(Box-labeled dataset extracts)
┌──
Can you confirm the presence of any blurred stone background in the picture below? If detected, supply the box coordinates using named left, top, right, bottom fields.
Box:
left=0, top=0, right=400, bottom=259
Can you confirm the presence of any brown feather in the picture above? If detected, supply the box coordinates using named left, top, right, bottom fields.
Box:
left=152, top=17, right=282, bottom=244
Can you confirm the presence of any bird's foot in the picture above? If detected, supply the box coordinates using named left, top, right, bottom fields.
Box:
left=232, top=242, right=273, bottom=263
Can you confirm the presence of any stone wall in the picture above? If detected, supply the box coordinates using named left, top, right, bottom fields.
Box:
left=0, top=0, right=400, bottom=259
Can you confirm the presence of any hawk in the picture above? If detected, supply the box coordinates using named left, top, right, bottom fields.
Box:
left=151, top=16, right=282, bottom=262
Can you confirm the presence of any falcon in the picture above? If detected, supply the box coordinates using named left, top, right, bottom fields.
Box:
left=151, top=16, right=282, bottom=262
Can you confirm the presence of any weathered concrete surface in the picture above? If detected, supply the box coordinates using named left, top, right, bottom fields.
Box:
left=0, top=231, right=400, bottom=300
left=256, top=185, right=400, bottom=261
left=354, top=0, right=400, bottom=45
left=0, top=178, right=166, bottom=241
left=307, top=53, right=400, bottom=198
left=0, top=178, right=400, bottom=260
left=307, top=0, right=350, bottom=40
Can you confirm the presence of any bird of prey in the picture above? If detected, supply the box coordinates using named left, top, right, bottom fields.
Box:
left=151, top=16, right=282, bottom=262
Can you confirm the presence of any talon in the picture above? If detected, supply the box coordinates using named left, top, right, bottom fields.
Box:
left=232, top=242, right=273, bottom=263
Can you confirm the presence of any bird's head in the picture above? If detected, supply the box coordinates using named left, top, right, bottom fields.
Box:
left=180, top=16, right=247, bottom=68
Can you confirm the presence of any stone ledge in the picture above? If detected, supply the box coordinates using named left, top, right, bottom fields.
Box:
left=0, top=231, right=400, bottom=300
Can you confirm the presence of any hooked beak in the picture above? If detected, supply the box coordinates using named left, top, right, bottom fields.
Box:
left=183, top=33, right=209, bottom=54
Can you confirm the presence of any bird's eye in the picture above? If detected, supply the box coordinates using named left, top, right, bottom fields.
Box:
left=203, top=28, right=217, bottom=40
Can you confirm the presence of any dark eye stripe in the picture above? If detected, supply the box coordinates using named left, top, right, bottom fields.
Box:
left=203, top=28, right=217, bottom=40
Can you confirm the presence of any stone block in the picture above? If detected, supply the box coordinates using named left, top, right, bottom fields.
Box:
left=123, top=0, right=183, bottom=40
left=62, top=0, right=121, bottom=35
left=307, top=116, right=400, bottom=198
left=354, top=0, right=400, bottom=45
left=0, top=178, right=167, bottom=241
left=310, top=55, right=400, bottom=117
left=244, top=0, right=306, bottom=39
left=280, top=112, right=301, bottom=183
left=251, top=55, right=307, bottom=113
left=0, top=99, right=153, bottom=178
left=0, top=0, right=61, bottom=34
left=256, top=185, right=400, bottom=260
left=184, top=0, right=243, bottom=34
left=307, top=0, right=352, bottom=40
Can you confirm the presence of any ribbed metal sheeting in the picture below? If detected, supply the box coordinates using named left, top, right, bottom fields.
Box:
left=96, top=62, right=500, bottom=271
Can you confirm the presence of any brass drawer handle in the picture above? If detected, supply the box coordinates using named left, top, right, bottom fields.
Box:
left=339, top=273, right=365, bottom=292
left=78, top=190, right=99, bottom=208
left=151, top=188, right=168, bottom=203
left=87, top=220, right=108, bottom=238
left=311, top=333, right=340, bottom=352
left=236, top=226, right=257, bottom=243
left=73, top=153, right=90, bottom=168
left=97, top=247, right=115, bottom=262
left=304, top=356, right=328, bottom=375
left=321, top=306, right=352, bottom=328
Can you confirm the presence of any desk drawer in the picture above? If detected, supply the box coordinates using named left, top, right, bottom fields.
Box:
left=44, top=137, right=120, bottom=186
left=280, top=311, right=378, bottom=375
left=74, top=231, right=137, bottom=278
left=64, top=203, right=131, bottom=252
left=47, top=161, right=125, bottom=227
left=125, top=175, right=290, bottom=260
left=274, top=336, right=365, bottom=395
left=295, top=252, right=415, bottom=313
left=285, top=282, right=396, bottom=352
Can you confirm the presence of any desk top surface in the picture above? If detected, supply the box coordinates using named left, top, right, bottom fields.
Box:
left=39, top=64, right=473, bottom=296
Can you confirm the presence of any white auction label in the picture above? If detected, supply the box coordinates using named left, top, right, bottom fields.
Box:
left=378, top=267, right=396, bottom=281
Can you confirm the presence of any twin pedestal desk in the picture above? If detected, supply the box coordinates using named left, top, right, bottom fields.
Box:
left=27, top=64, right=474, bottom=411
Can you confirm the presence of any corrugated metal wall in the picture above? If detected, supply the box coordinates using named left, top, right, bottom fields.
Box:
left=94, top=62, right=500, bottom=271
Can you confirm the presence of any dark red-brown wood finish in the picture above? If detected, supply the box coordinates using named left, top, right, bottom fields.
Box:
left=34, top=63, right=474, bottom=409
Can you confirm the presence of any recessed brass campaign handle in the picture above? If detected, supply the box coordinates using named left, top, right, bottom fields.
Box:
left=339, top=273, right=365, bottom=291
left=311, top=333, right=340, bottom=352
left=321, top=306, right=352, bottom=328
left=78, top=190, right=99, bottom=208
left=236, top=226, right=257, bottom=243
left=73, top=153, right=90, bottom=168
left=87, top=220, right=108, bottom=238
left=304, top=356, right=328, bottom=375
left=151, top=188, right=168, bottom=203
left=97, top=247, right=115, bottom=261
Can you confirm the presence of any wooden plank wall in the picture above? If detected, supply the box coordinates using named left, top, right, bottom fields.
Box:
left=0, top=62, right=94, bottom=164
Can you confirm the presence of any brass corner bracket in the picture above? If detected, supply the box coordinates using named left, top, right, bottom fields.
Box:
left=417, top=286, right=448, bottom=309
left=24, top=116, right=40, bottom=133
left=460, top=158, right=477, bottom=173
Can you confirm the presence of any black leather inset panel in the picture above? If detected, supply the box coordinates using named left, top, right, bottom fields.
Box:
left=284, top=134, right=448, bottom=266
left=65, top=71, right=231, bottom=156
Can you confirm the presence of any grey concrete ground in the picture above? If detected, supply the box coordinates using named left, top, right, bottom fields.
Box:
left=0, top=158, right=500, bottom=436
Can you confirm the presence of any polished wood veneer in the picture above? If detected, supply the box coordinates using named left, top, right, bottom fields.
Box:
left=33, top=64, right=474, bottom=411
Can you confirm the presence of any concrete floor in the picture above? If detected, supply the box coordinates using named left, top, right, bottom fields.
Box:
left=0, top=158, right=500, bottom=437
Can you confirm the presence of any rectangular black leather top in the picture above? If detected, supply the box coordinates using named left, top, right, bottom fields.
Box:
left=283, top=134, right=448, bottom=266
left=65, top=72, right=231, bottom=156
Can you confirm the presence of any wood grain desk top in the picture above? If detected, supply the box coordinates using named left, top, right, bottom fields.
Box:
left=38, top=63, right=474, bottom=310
└──
Reproduce every line from the start of the records through the line containing "left=180, top=16, right=247, bottom=68", including both ends and the requests. Scale each box coordinate in the answers by 2.15 and round it to a whole number, with halves rounded up. Leave all other text unchanged.

◆ **THE ANSWER**:
Can you confirm the presence of any blurred stone background in the picture below? If detected, supply the box coordinates using named left, top, right, bottom fields.
Box:
left=0, top=0, right=860, bottom=557
Can you confirm the presence of any brown feather in the picture above? If detected, supply the box coordinates using named left, top, right, bottom fields.
Box:
left=327, top=37, right=606, bottom=525
Can you confirm the presence of any bird's foot in the picture above? If detected, supply the box coordinates using named left, top, right, bottom fields.
Box:
left=499, top=520, right=587, bottom=565
Can you confirm the presence of any stone wall in the picture above? If detected, supply the box coordinates using named left, top, right, bottom fields.
Box:
left=0, top=0, right=860, bottom=557
Can you confirm the presence of any hawk in the picture above? If detected, supply the box coordinates using named left, top, right, bottom fields.
Box:
left=325, top=34, right=606, bottom=563
Can you confirm the presence of any falcon in the picture above? If detected, supply the box coordinates using named left, top, right, bottom fields.
Box:
left=325, top=34, right=606, bottom=563
Can you confirm the presence of any weathered concrete surface in the picture above? If detected, supply the box coordinates using named left, top, right, bottom fields.
Box:
left=0, top=497, right=860, bottom=645
left=550, top=398, right=860, bottom=561
left=761, top=0, right=860, bottom=97
left=0, top=383, right=357, bottom=518
left=660, top=114, right=860, bottom=426
left=0, top=383, right=860, bottom=559
left=660, top=0, right=753, bottom=86
Can you confirm the presence of any bird of prey in the picture above? If detected, supply the box coordinates using named left, top, right, bottom fields.
Box:
left=325, top=34, right=606, bottom=563
Can you confirm the presence of any talon in the picture above? If detected, supply the box coordinates using named left, top, right, bottom fields.
Box:
left=499, top=520, right=587, bottom=565
Can you confirm the presence of any bird's head in the picture above? If detected, supply the box coordinates using named left, top, right, bottom fields.
Box:
left=387, top=34, right=531, bottom=146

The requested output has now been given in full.